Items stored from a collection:
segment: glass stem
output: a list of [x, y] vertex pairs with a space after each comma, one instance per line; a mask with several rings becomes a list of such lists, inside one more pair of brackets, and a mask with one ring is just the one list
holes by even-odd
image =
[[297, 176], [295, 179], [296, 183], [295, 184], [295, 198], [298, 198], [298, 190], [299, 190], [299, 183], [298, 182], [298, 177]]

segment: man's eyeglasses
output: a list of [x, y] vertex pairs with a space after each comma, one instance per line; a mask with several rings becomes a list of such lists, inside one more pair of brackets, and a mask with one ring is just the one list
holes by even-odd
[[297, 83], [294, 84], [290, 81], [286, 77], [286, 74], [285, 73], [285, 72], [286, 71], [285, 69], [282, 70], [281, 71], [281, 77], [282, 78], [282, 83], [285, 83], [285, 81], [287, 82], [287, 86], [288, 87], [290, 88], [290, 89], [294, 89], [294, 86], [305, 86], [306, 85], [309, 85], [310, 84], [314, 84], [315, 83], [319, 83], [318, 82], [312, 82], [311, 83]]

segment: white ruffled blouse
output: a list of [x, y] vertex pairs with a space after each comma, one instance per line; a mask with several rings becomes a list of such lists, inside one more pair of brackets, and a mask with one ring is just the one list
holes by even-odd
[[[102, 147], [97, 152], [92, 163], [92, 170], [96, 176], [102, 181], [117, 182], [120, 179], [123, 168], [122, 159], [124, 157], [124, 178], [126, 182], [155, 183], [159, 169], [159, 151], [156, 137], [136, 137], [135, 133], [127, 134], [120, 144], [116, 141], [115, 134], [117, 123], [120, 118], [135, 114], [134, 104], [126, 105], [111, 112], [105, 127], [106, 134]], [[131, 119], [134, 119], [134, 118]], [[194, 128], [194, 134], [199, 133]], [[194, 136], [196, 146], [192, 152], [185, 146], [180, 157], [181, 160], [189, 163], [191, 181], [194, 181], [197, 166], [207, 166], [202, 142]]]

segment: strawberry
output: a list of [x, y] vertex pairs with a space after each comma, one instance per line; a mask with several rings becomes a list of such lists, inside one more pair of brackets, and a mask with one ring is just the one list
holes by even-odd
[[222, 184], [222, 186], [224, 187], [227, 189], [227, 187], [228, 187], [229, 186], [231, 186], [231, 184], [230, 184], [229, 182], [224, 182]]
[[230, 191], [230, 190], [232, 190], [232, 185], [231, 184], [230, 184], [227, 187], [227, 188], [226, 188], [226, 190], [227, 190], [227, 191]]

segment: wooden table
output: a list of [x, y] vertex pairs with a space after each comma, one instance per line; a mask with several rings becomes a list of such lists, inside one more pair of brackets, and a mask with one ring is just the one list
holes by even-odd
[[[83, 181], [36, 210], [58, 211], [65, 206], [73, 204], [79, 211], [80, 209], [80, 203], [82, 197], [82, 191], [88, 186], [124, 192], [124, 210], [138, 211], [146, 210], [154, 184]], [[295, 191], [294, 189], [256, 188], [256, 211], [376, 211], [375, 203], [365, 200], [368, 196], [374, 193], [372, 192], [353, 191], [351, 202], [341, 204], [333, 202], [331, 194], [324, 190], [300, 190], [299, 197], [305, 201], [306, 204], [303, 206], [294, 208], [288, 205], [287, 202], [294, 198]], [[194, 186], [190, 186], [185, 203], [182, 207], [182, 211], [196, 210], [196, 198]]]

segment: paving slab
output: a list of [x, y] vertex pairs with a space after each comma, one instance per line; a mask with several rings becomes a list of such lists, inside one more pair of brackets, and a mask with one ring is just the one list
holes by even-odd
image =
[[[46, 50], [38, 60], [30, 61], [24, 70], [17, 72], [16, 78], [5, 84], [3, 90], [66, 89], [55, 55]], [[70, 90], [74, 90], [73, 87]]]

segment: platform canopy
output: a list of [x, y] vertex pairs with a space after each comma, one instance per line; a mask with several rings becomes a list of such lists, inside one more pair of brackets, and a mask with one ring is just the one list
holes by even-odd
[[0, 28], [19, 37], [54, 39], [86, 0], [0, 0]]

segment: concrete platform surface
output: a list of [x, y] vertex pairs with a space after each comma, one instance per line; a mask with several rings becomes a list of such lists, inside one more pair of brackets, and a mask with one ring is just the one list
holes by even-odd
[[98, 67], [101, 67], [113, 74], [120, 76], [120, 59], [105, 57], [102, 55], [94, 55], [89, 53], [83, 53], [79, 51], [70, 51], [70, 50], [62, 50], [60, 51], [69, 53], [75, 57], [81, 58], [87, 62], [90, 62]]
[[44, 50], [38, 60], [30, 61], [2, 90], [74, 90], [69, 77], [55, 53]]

> **WHAT YOU WILL DO**
Copy out the whole listing above line for line, changing nothing.

> **RESULT OF THIS TASK**
segment: glass stem
output: a list of [x, y] vertex pairs with a space after each comma, one instance per line; a mask with several rings becomes a list of such lists, inside one more pair of brackets, and a mask with one ring is just the one list
holes by even-odd
image =
[[297, 176], [295, 179], [296, 183], [295, 184], [295, 198], [298, 198], [298, 190], [299, 190], [299, 183], [298, 182], [298, 177]]

segment: man's eyeglasses
output: a list of [x, y] vertex pairs with a space after each comma, one instance per line; a mask with several rings becomes a list of such lists, inside one more pair of brackets, and a mask with one ring is just the one list
holes by even-odd
[[297, 83], [294, 84], [290, 81], [286, 77], [286, 74], [285, 73], [285, 72], [286, 71], [285, 69], [282, 70], [281, 71], [281, 77], [282, 78], [282, 83], [285, 83], [285, 81], [287, 82], [287, 86], [288, 87], [290, 88], [290, 89], [294, 89], [294, 86], [305, 86], [306, 85], [309, 85], [310, 84], [314, 84], [315, 83], [319, 83], [318, 82], [312, 82], [311, 83]]

segment: white ruffled blouse
output: a list of [x, y] vertex pairs with a space after each comma, one instance per line; a mask with several rings becomes a list of such lists, inside one more pair of brackets, and a mask with one ring is just the one list
holes by even-odd
[[[102, 147], [97, 152], [92, 163], [92, 170], [96, 176], [102, 181], [117, 182], [120, 179], [123, 168], [122, 159], [124, 157], [124, 178], [126, 182], [155, 183], [159, 169], [159, 151], [156, 137], [136, 137], [135, 133], [127, 134], [120, 144], [116, 141], [115, 134], [117, 123], [120, 118], [135, 114], [134, 104], [126, 105], [111, 112], [105, 127], [106, 134]], [[131, 119], [134, 119], [134, 118]], [[194, 128], [194, 134], [199, 133]], [[194, 136], [196, 146], [192, 152], [185, 146], [180, 157], [181, 160], [189, 163], [191, 181], [194, 181], [197, 166], [207, 166], [202, 142]]]

segment: strawberry
output: a list of [x, y] vertex pairs with a space after each comma, one instance per line; a mask with several rings becomes a list of such lists, inside one more pair of brackets, and a mask with one ring is just the one list
holes by even-odd
[[222, 184], [222, 186], [224, 187], [227, 189], [227, 187], [228, 187], [229, 186], [231, 186], [231, 184], [230, 184], [229, 182], [224, 182]]
[[230, 191], [230, 190], [232, 190], [232, 185], [231, 184], [230, 184], [227, 187], [227, 188], [226, 188], [226, 190], [227, 190], [227, 191]]

segment: wooden table
output: a list of [x, y] vertex pairs with a space after each comma, one instance per line; a mask with several rings becomes a list of such lists, inside one more pair of brackets, and a mask with one ring is just the one list
holes by even-odd
[[[83, 181], [36, 210], [58, 211], [65, 206], [73, 204], [79, 211], [80, 209], [80, 203], [82, 197], [82, 191], [88, 186], [124, 192], [124, 210], [138, 211], [146, 210], [154, 184]], [[295, 191], [294, 189], [256, 188], [256, 211], [376, 211], [375, 203], [365, 200], [368, 196], [374, 193], [372, 192], [353, 191], [351, 202], [341, 204], [333, 202], [331, 194], [324, 190], [300, 190], [299, 197], [305, 201], [306, 204], [303, 206], [294, 208], [288, 205], [287, 202], [294, 198]], [[194, 186], [190, 186], [185, 203], [182, 207], [182, 211], [196, 210], [196, 198]]]

segment: paving slab
output: a list of [x, y] vertex pairs with a space after each comma, one instance per line; a mask with several rings becomes a list of such lists, inside one more pair of brackets, and a mask with one ring is just the one list
holes by even-odd
image =
[[[46, 50], [38, 60], [30, 61], [24, 70], [17, 72], [16, 78], [5, 84], [3, 90], [66, 89], [55, 55]], [[70, 90], [74, 90], [73, 87]]]

segment: platform canopy
output: a list of [x, y] vertex pairs with a space after each comma, one instance per line; a mask with several rings becomes a list of such lists, inside one more pair of brackets, and a mask with one ring is just the one list
holes by even-odd
[[0, 28], [19, 37], [54, 39], [86, 0], [0, 0]]

segment: concrete platform surface
output: a list of [x, y] vertex pairs with a space after each comma, one instance per line; a mask with several rings becomes a list of such lists, inside one more pair of brackets, and a mask with one ring is just the one list
holes by even-odd
[[98, 67], [101, 67], [113, 74], [120, 76], [120, 59], [105, 57], [102, 55], [94, 55], [89, 53], [83, 53], [79, 51], [70, 51], [70, 50], [62, 50], [60, 51], [69, 53], [75, 57], [81, 58], [87, 62], [90, 62]]
[[44, 50], [38, 60], [30, 61], [2, 90], [74, 90], [69, 77], [55, 53]]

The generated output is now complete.